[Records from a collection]
------------------------------------------------------------

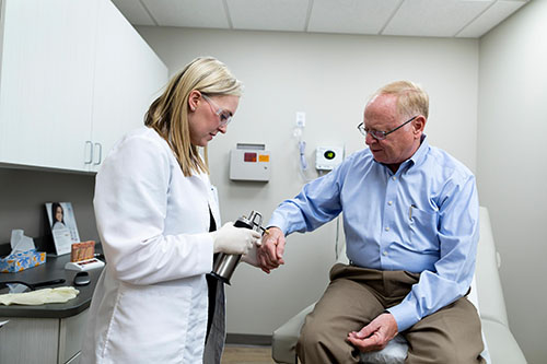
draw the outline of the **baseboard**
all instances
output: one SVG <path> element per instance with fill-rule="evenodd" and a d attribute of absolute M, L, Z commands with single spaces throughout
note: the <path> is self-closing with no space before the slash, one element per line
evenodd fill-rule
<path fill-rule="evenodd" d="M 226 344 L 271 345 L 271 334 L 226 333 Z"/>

------------------------------------------------------------

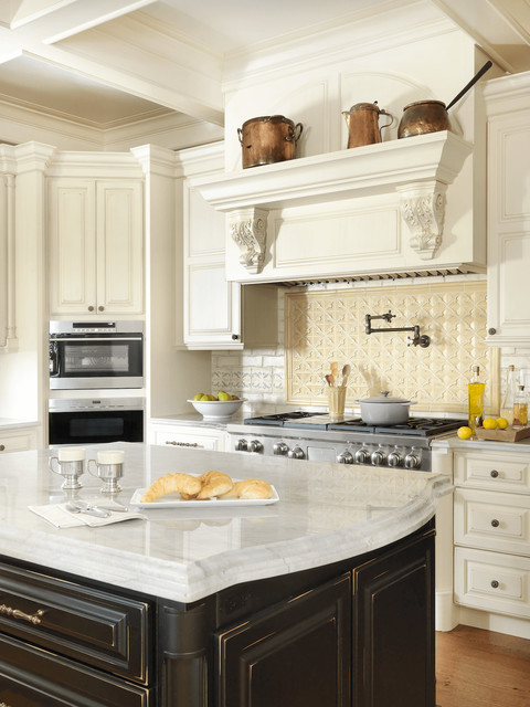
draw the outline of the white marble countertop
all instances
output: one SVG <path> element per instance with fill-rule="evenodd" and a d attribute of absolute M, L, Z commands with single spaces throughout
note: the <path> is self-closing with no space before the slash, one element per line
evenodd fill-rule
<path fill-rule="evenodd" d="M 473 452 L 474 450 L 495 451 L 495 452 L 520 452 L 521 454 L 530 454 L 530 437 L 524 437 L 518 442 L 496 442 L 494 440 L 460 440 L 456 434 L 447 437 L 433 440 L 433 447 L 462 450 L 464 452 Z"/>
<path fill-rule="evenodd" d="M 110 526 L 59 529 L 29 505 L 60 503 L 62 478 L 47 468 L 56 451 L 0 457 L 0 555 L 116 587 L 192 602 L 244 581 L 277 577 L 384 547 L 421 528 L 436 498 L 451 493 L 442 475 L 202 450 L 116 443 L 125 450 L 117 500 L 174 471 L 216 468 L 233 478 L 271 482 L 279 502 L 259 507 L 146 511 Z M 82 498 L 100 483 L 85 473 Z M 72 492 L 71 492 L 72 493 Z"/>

------------------------------------------------------------

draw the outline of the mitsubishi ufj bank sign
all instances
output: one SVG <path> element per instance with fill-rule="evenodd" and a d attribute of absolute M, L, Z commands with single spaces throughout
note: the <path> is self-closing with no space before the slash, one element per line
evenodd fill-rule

------------------------------------------------------------

Task brief: Reproduce verbatim every line of the entries from the one containing "draw the outline of the **baseboard**" down to the one containing "226 344 L 271", including both of those lines.

The reply:
draw the outline of the **baseboard**
all instances
output: one SVG <path> element per instance with fill-rule="evenodd" and a d attribute of absolute M, L, Z commands with single spaces throughout
note: the <path> is self-closing with no space before the slash, one element per line
evenodd fill-rule
<path fill-rule="evenodd" d="M 226 344 L 271 345 L 271 334 L 226 333 Z"/>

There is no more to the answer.